------ ENTRIES PROVIDED

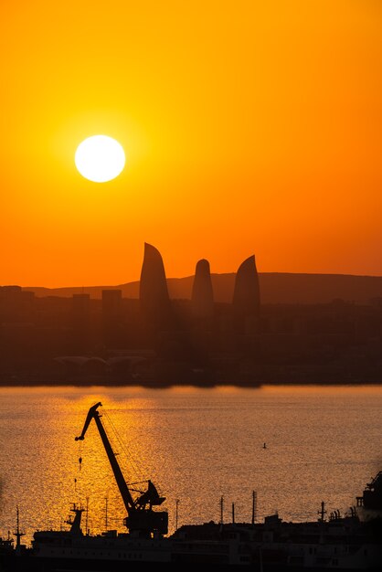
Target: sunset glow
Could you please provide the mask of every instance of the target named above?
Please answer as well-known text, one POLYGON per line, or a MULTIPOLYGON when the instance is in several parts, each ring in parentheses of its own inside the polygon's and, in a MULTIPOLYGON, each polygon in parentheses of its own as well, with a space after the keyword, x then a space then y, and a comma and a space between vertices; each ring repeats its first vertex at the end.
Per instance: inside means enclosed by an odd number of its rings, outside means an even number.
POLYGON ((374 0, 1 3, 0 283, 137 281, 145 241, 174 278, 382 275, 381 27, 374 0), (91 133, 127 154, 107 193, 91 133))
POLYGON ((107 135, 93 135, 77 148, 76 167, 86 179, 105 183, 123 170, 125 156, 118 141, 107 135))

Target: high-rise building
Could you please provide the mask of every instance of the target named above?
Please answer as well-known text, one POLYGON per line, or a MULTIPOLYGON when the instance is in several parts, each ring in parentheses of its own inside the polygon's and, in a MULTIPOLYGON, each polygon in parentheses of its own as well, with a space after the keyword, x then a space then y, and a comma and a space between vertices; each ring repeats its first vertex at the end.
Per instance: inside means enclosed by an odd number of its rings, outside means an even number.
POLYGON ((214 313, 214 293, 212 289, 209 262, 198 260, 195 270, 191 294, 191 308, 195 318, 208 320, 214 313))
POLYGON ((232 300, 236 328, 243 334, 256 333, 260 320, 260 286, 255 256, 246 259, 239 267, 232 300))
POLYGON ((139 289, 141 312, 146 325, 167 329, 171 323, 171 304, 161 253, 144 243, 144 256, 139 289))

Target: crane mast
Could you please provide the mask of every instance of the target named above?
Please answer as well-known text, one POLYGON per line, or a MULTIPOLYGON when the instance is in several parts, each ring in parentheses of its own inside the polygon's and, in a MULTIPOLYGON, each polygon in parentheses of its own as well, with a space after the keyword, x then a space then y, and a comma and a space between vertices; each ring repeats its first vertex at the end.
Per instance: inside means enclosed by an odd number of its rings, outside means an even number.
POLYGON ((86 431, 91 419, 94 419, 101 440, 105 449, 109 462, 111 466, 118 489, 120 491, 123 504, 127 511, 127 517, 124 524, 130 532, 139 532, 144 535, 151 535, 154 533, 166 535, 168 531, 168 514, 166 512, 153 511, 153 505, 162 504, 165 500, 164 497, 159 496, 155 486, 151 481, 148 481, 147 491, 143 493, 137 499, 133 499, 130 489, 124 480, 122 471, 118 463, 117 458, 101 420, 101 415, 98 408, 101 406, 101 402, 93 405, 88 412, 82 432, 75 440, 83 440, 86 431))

------------
------ ENTRIES PROVIDED

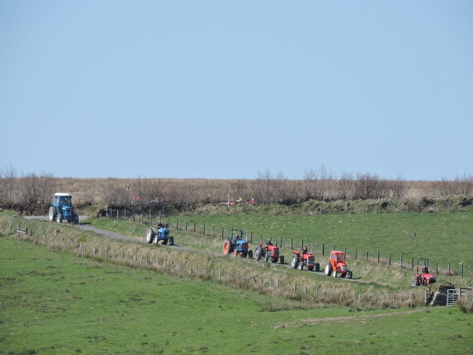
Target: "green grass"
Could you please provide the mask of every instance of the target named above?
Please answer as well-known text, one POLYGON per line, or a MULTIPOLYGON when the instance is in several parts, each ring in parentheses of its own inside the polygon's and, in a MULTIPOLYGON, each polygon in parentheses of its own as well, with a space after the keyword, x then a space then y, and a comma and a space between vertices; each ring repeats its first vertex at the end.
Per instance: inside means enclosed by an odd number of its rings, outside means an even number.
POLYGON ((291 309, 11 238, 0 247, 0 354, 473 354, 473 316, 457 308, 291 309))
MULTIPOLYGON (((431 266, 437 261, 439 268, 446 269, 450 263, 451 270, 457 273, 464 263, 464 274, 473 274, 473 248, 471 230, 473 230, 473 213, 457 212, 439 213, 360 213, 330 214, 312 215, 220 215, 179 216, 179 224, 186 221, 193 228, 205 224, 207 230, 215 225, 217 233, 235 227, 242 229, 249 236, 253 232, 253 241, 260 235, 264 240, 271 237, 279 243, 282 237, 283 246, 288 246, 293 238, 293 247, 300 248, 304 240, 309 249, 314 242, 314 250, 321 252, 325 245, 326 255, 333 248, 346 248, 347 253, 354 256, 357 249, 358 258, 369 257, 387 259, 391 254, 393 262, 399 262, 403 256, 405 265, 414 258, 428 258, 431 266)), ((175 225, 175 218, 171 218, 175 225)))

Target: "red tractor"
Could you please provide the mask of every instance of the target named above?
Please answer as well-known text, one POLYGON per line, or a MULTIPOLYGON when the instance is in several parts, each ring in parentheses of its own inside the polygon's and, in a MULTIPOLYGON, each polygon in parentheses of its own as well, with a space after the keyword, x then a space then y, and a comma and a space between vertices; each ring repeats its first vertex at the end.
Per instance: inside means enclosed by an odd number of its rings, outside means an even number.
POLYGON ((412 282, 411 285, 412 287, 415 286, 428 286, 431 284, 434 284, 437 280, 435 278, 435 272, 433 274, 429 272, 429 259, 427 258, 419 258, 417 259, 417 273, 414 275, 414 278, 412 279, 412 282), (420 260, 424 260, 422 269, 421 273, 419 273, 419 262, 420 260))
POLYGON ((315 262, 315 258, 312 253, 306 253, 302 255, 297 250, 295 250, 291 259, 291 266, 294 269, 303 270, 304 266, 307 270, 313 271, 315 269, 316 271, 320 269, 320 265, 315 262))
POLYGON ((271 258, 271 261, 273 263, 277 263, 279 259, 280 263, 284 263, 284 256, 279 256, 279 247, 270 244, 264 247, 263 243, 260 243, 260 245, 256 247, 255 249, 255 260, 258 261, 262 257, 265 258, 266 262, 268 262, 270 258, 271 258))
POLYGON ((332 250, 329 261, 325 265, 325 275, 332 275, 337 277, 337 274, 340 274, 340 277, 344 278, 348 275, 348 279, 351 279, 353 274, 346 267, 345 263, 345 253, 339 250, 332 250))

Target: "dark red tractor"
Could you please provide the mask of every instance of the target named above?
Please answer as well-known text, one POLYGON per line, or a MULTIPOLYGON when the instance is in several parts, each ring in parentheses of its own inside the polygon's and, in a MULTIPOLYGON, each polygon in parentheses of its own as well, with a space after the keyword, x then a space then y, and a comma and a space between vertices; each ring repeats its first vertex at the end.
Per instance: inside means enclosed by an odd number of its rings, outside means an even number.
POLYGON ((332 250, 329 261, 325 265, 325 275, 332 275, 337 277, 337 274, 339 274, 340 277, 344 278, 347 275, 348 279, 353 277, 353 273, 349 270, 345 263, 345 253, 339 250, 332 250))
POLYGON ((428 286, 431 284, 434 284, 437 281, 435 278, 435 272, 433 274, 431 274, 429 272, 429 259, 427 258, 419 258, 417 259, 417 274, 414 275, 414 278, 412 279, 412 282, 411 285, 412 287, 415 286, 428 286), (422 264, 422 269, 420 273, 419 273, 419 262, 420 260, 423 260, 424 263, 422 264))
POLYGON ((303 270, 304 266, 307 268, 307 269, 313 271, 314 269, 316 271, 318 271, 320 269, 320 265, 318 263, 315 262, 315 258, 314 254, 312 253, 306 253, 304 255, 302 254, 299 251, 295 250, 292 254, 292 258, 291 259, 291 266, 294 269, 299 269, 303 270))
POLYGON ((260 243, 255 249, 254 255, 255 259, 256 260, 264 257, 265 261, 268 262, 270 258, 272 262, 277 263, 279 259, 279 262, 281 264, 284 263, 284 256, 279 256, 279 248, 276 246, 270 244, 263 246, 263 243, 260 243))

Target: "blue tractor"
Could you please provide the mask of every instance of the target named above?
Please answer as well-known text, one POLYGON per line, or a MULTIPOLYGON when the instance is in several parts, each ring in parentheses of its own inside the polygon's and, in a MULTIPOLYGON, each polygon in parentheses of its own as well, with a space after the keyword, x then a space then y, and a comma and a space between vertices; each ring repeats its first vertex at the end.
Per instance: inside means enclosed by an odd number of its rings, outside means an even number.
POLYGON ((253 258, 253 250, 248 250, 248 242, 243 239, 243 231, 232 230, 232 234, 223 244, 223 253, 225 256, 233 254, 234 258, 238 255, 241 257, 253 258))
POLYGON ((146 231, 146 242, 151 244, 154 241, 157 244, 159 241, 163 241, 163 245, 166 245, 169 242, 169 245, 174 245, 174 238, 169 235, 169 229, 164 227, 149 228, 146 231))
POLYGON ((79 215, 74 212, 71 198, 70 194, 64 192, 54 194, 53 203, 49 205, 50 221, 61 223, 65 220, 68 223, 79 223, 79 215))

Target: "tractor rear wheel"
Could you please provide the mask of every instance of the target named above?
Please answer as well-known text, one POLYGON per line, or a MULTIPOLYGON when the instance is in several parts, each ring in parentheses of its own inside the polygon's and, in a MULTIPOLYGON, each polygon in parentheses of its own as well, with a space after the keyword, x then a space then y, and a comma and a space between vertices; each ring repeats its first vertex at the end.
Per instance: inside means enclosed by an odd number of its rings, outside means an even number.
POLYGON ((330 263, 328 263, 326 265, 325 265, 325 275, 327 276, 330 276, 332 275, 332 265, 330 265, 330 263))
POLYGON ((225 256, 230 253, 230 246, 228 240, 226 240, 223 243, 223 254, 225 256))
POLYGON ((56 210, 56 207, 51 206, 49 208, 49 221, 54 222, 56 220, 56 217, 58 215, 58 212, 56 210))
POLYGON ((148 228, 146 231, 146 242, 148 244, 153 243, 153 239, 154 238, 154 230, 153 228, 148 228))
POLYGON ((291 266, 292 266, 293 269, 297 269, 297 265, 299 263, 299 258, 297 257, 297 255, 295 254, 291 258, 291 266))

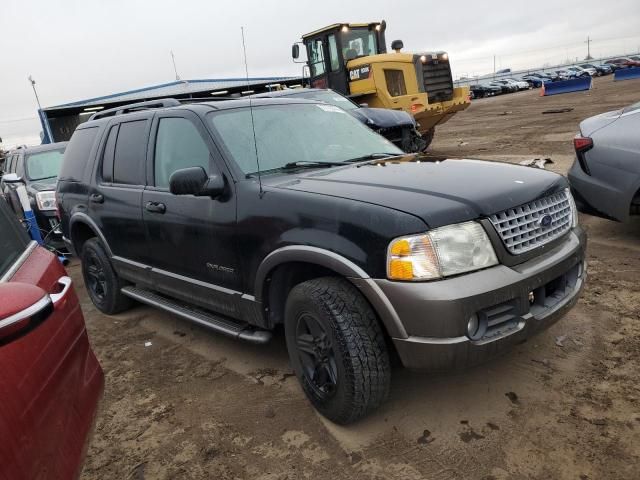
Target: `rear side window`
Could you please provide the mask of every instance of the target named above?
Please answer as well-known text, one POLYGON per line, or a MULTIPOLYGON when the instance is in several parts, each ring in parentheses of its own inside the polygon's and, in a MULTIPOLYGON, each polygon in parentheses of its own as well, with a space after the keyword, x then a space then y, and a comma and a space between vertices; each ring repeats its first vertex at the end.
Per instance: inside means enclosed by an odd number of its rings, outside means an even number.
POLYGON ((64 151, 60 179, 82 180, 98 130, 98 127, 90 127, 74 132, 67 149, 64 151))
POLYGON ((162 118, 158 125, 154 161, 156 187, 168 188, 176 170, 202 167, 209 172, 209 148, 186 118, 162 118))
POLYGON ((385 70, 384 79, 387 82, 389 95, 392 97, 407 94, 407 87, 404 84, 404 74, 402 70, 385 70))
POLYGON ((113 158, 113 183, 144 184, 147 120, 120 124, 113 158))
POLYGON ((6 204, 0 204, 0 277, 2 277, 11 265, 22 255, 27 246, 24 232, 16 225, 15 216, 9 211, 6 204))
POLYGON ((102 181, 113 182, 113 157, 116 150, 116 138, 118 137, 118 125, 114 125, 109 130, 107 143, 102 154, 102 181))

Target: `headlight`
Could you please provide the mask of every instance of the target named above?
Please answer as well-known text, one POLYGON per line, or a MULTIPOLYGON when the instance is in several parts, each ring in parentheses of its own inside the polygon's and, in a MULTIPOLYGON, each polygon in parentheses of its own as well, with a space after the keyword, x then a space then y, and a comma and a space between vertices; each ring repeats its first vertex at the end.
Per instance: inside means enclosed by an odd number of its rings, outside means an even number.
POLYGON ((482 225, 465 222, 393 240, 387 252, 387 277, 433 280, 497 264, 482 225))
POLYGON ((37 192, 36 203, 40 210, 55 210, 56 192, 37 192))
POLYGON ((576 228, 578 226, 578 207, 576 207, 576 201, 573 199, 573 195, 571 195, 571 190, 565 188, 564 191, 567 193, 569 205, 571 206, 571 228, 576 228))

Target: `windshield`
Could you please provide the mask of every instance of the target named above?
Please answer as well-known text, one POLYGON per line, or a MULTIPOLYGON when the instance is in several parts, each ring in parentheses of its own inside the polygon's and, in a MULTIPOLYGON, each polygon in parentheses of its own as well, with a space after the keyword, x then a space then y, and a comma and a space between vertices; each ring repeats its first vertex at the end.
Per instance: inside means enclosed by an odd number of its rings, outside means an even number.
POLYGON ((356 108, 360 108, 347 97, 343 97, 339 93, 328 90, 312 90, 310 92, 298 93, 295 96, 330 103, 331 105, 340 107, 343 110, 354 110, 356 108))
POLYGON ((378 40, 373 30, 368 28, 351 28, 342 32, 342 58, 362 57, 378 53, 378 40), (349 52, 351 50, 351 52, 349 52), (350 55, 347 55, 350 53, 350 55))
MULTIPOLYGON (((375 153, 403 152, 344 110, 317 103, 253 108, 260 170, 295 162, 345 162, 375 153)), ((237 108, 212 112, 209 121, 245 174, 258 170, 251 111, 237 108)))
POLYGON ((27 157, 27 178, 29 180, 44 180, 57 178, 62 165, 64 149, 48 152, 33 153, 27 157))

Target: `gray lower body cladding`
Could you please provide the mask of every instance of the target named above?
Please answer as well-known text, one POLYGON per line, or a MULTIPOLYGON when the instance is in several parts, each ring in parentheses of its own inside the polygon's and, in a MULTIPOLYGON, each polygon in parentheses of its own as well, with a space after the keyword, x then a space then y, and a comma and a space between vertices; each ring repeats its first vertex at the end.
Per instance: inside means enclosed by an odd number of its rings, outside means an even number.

------------
------ ENTRIES PROVIDED

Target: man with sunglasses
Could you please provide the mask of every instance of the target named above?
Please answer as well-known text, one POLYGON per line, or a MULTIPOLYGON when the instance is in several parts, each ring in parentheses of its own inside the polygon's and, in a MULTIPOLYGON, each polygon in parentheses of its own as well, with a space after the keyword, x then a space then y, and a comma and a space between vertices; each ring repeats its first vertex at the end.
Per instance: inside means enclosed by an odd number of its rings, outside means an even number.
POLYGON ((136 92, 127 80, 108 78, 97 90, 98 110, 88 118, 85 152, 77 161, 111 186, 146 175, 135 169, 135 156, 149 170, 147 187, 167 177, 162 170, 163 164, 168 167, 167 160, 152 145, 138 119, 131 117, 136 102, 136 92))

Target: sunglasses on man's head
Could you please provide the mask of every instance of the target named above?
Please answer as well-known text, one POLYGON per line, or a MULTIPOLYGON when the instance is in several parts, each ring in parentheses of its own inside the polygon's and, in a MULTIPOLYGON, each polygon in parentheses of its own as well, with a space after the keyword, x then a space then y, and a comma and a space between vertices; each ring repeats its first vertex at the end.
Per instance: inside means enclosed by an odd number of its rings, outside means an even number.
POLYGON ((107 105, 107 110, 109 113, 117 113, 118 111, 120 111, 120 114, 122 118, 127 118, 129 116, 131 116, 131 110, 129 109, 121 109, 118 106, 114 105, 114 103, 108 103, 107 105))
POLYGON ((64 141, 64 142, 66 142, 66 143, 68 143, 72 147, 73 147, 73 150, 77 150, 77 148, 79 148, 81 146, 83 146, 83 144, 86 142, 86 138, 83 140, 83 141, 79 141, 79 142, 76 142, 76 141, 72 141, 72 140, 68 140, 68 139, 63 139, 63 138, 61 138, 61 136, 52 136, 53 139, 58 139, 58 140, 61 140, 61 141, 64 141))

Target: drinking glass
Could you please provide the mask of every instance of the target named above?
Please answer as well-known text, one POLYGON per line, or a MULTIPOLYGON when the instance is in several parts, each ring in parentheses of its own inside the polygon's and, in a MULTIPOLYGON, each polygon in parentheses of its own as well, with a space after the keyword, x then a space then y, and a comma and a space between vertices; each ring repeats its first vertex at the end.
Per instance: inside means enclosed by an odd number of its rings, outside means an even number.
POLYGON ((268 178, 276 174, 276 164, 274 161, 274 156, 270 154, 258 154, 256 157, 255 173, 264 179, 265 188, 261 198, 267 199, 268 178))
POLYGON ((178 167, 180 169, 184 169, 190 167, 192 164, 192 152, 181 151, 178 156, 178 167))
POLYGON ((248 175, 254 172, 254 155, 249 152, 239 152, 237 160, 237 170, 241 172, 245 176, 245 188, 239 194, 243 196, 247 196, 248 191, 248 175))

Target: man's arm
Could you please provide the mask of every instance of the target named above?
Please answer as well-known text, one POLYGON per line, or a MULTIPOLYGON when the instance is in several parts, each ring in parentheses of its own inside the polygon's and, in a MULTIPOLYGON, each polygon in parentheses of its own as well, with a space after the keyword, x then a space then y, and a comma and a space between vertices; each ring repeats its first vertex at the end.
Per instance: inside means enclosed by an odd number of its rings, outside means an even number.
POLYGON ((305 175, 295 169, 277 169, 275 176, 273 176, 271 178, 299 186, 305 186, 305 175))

------------

- _WHAT IS ASKED_
Repeat the lines above word for word, starting with the line that contains "Target: man with sunglasses" and ending with the line that contains "POLYGON ((64 141, 64". Include both of those lines.

- _RESULT BELOW_
Target: man with sunglasses
Could you please provide the mask of every instance of the target named above?
Please answer as well-known text, one POLYGON per line, or a MULTIPOLYGON when the instance is in several parts, each ring in parentheses of its own inside the polygon's and, in a MULTIPOLYGON, each polygon in parentheses of its own as well, with a space after the keyword, x then a space then y, and a comma and a space between vertices; each ring repeats its first vertex at the end.
Per instance: inside means enclosed by an odd number of its rings, outside means an even number.
POLYGON ((136 92, 127 80, 108 78, 97 90, 98 110, 88 118, 85 152, 77 161, 111 186, 146 175, 135 169, 135 156, 149 170, 147 187, 167 177, 162 170, 163 164, 168 167, 167 160, 152 145, 138 119, 131 117, 136 102, 136 92))

Target: sunglasses on man's head
Could you please provide the mask of every instance of the target named above?
Please answer as well-known text, one POLYGON per line, or a MULTIPOLYGON when the instance is in several parts, each ring in parentheses of its own inside the polygon's and, in a MULTIPOLYGON, each polygon in parentheses of its own as well, with a space after the keyword, x then a space then y, and a comma and a space between vertices; each ring repeats its first vertex at the end.
Per instance: inside means enclosed by an odd number of its rings, outside means an even number.
POLYGON ((107 105, 107 110, 109 113, 117 113, 118 111, 120 111, 120 114, 122 118, 127 118, 129 116, 131 116, 131 110, 129 109, 121 109, 118 106, 114 105, 114 103, 108 103, 107 105))
POLYGON ((64 141, 64 142, 66 142, 66 143, 68 143, 72 147, 73 147, 73 150, 77 150, 77 148, 79 148, 81 146, 83 146, 83 144, 86 142, 86 138, 83 140, 83 141, 79 141, 79 142, 76 142, 76 141, 72 141, 72 140, 68 140, 68 139, 63 139, 63 138, 61 138, 61 136, 52 136, 53 139, 58 139, 58 140, 61 140, 61 141, 64 141))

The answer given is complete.